◆ Exercise data ◆
━━━━━━
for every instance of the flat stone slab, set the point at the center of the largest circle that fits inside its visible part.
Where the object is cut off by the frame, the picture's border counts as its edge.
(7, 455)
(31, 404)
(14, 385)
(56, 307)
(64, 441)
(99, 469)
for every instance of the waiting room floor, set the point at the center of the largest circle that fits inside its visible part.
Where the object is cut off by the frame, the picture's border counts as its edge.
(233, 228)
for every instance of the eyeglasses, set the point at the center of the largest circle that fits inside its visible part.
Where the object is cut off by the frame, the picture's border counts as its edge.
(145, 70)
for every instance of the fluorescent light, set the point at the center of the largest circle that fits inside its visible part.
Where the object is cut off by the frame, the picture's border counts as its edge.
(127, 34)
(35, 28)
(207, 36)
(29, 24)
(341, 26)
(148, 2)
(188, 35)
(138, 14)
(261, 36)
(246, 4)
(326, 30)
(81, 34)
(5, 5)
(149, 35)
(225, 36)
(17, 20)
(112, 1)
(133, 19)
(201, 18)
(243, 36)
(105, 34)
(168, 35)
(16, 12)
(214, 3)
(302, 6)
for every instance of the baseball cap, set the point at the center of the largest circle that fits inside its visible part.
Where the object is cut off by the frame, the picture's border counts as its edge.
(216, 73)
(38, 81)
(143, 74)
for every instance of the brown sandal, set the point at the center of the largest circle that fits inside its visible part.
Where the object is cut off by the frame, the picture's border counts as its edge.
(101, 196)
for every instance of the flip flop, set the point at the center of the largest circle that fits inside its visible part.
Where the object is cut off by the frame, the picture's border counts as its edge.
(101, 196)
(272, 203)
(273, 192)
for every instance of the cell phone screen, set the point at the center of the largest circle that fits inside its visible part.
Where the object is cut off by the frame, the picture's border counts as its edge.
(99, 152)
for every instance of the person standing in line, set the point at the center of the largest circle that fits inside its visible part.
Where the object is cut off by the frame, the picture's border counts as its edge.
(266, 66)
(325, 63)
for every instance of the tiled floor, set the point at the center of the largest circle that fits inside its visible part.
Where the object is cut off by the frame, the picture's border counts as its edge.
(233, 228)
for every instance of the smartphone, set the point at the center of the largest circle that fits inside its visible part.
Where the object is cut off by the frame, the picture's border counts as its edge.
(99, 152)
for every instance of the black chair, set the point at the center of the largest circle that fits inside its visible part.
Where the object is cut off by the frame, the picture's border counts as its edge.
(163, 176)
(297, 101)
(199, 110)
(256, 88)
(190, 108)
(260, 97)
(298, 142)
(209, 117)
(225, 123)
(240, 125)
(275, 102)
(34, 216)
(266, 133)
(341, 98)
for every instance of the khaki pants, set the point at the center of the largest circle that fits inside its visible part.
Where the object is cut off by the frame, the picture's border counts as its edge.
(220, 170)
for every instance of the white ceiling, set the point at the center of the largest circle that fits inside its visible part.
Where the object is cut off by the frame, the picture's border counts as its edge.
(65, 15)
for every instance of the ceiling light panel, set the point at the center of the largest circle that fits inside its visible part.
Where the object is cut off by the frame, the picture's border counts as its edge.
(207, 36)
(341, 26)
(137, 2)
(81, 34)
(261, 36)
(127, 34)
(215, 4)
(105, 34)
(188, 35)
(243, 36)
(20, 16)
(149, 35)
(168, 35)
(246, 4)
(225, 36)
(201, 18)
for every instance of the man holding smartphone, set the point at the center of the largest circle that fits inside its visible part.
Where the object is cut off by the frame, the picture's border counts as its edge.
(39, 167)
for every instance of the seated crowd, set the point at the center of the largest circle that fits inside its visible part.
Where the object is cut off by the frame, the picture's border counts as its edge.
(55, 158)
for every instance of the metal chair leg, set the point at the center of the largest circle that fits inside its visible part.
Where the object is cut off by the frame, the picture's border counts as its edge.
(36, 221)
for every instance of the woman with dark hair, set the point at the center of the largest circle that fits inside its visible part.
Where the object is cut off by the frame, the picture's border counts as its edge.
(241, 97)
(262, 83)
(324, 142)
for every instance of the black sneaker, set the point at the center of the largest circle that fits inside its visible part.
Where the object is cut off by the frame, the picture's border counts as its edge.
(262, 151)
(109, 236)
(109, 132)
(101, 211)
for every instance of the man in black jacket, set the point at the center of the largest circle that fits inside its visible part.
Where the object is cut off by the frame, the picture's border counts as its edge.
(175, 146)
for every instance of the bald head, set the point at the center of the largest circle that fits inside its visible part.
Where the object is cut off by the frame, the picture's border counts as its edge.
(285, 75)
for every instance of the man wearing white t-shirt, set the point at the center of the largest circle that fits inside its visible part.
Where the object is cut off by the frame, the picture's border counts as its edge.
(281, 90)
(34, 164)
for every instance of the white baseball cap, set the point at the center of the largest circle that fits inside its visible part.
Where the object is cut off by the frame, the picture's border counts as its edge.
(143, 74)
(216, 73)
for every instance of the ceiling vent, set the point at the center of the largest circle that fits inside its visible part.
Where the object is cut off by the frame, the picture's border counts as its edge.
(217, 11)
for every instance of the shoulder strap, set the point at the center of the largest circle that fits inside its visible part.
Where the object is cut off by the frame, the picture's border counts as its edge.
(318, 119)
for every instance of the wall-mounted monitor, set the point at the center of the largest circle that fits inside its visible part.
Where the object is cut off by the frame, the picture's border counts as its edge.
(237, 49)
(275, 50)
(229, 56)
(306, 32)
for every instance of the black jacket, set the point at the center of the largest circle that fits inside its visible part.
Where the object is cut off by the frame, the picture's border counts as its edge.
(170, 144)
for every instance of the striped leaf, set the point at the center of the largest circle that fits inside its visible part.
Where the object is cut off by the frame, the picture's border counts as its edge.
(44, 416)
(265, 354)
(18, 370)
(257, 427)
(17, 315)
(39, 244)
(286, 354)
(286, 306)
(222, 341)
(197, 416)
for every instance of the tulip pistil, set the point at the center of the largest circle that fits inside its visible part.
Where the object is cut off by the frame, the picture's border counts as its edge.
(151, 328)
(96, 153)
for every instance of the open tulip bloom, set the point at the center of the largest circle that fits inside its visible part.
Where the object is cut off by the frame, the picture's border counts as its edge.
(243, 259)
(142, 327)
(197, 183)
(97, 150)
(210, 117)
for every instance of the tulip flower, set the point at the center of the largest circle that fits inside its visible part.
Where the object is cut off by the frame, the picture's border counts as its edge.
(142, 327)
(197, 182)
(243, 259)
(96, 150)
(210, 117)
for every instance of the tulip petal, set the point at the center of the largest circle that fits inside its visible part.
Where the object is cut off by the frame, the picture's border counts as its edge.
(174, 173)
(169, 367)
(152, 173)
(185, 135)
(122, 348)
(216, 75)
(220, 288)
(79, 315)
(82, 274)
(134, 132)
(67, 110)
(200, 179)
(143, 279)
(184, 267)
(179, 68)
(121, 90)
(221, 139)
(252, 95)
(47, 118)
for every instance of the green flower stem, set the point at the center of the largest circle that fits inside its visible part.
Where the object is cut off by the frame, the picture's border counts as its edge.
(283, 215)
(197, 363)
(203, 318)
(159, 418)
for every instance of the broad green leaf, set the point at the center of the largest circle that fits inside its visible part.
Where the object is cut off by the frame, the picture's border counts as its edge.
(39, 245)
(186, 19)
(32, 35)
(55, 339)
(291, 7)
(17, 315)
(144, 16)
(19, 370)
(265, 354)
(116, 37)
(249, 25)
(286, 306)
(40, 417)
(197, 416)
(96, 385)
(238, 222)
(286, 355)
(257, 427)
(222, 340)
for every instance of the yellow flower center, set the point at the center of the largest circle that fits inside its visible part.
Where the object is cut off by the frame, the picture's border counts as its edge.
━━━━━━
◆ Task description ◆
For this exercise, set down the entire listing above exactly as given.

◆ Output of the task ◆
for every instance of the flat stone slab, set the point at the center of the largest circle that fits inside its visible part.
Where the object is cut off by the frame, the picture's border counts as its edge.
(7, 455)
(31, 404)
(14, 385)
(56, 307)
(64, 441)
(99, 469)
for every instance of the waiting room floor, set the point at the center of the largest circle that fits inside its visible part.
Where the object is cut off by the frame, the picture's border counts as its edge.
(233, 228)
for every instance of the eyeglasses, set the point at the center of the largest circle that fits inside its visible part.
Where the object is cut off by the frame, the picture's border counts as its edge.
(145, 70)
for every instance of the fluorescent light, set the point at the center of the largest circle that fits inside its visible part.
Where the object is cut off by the frame, the picture's border counts as its edge.
(127, 34)
(35, 28)
(207, 36)
(29, 24)
(341, 26)
(148, 2)
(188, 35)
(138, 14)
(261, 36)
(246, 4)
(326, 30)
(81, 34)
(5, 5)
(149, 35)
(225, 36)
(17, 20)
(112, 1)
(133, 19)
(201, 18)
(243, 36)
(105, 34)
(168, 35)
(16, 12)
(214, 3)
(302, 6)
for every instance of the baseball cap, set the point at the center of the largest circle that fits inside its visible part.
Where the object is cut off by the frame, the picture's border counts as its edge.
(216, 73)
(38, 81)
(143, 74)
for every instance of the brown sandal, set the point at the center of the largest circle that fits inside its visible part.
Where the object is cut off by the frame, the picture's border counts as its edge.
(101, 196)
for every instance of the flip flop, set the point at the center of the largest circle that fits inside its visible part.
Where the object is cut off by the frame, the picture's border counts as its edge.
(101, 196)
(272, 203)
(273, 192)
for every instance of the cell phone screen, set the point at the center of the largest circle that fits inside its visible part.
Where the object is cut off by the frame, the picture's border counts as its edge.
(99, 152)
for every instance of the person standing in line, set the point at the center of the largest circle that fits inside its visible part.
Where the object is cut off by the frame, the picture's border counts as its edge.
(266, 66)
(325, 63)
for every instance of the tiled floor, set the point at the center of the largest circle that fits inside its visible part.
Where the object is cut off by the frame, the picture's border counts as its edge.
(233, 228)
for every instance of the smartphone, set the point at the center of the largest circle that fits inside its visible part.
Where the object is cut off by the frame, the picture's border counts as its edge.
(99, 152)
for every instance of the black chair, set the point at the center of the largest circle that fits inside its visible part.
Where the object is cut off by the frame, the picture's border counts as its edge.
(163, 176)
(297, 101)
(199, 110)
(256, 88)
(190, 108)
(260, 97)
(298, 142)
(209, 117)
(225, 123)
(240, 125)
(275, 102)
(34, 216)
(266, 133)
(341, 98)
for every instance of the khaki pants, set the point at the center of the largest circle that fits inside its visible part.
Where the object is cut off by the frame, the picture's border counts as its edge.
(220, 170)
for every instance of the white ceiling, set the point at the center of the largest circle that fits inside its visible part.
Where the object is cut off by the frame, the picture's border counts as its edge.
(65, 15)
for every instance of the ceiling light panel, set the point at the center of the largest circle that fits inside its visible part.
Where the object is cut off by the frame, the picture's border counts as its edge.
(207, 36)
(341, 26)
(137, 2)
(81, 34)
(261, 36)
(127, 34)
(215, 4)
(105, 34)
(188, 35)
(243, 36)
(20, 16)
(149, 35)
(168, 35)
(246, 4)
(225, 36)
(201, 18)
for every instance of the man holding smartphone, set the point at the center of the largest circle that fits inside its visible part.
Where the object is cut off by the frame, the picture's border counts as its edge.
(39, 167)
for every instance of the seated crowd, set the point at the center of the largest circle that fits inside its visible part.
Where the object is cut off by the frame, the picture's border counts as its edge.
(55, 158)
for every instance of the metal chair leg, set the point at the center of the largest circle that fits inside its visible part.
Where the object is cut off by the frame, the picture's border counts as its edge.
(36, 221)
for every instance of the woman with dark hair, set the point at the center of the largest circle that fits inside its visible part.
Where the object is cut off by the frame, the picture's border counts as its edge.
(241, 97)
(262, 83)
(324, 142)
for every instance of the black sneaker, set the point at the center of the largest circle that fits inside its visible part.
Where the object is cut off by the frame, the picture's border counts as its edge.
(262, 151)
(109, 236)
(109, 132)
(101, 211)
for every instance of the man in black jacket, set the point at the center of the largest circle that fits inside its visible part.
Where the object is cut off by the frame, the picture's border counts as its edge.
(175, 146)
for every instance of the bald head, set the point at the center of the largest circle that fits inside its visible part.
Where the object is cut off by the frame, the picture's border counts as its edge.
(285, 75)
for every instance of the man wearing white t-shirt, set the point at the center of the largest circle that fits inside its visible part.
Where the object is cut off by the frame, the picture's border counts as its edge.
(281, 90)
(34, 164)
for every instance of the white baseball cap, set the point at the center of the largest circle that fits inside its visible part.
Where the object is cut off by the frame, the picture's border counts as its edge.
(143, 74)
(216, 73)
for every instance of the ceiling vent, set the point at the center of the largest circle that fits inside its visible part.
Where the object is cut off by the frame, the picture's border counts as its edge.
(217, 11)
for every instance of the shoulder strap, set the point at the center of the largest circle that fits inside its visible part.
Where the object is cut off by the frame, the picture's border counts as its edge.
(318, 119)
for every instance of the wall-mounted monitor, set the point at the center of the largest circle that fits inside its visible part.
Where the object is cut off by the frame, the picture's border counts as its edge.
(237, 49)
(275, 50)
(229, 56)
(306, 32)
for every instance of the black jacket, set the point at the center of the largest circle that fits inside its visible part.
Where the object is cut off by the frame, the picture's border counts as its edge.
(170, 144)
for every instance of the striped leaf, set the point at the center of the largest circle that fits inside its visible part.
Where the object is cut off by the frame, the picture's border counts as its edge.
(44, 416)
(265, 354)
(18, 370)
(257, 427)
(17, 315)
(39, 244)
(286, 354)
(286, 306)
(222, 341)
(197, 416)
for every instance of the tulip pistil, set the point at the center of the largest circle that fits inside its visible part.
Where the object is cut off by the frame, the picture's border counts as its edge.
(151, 328)
(96, 153)
for every instance of the open tulip bloom, set the point at the center of the largest circle that fits inside its visible part.
Where the object is cut off by the frame, the picture's border counts as its edge.
(243, 259)
(142, 327)
(197, 183)
(97, 150)
(210, 117)
for every instance of the tulip flower, set the point at the center of the largest circle that fits inside its visible part.
Where the object is cut off by the frame, the picture's border counts as its edge.
(142, 327)
(197, 182)
(243, 259)
(96, 150)
(210, 117)
for every instance of the tulip petal, set the point at the center of the largest circle that fits inside its visible part.
Where the object is cut off by the frame, the picture's border counts as its edge.
(174, 173)
(169, 367)
(152, 173)
(185, 135)
(122, 348)
(216, 75)
(220, 288)
(79, 315)
(82, 274)
(134, 132)
(67, 110)
(200, 179)
(143, 279)
(184, 267)
(179, 68)
(121, 90)
(221, 139)
(252, 95)
(47, 118)
for every instance of the green flower stem, set the point at the center of the largest circle that fits inside its visible part.
Where the object is cut off by the frame, the picture's border counts as its edge.
(283, 215)
(197, 363)
(203, 318)
(159, 418)
for every instance of the broad green leaf, set the point at the center of the largest circle that fits inside its visible part.
Where the object is cut off by the frame, the picture's border counts as its edge.
(39, 245)
(186, 19)
(32, 35)
(55, 339)
(291, 7)
(17, 315)
(144, 16)
(19, 370)
(265, 354)
(116, 37)
(249, 25)
(286, 306)
(40, 417)
(197, 416)
(96, 385)
(238, 222)
(286, 355)
(257, 427)
(222, 340)
for every instance of the yellow flower center, set the point at the center of the largest circle that fits inside its visible part.
Where the object is cut off by the frame, the picture's border counts as its edge.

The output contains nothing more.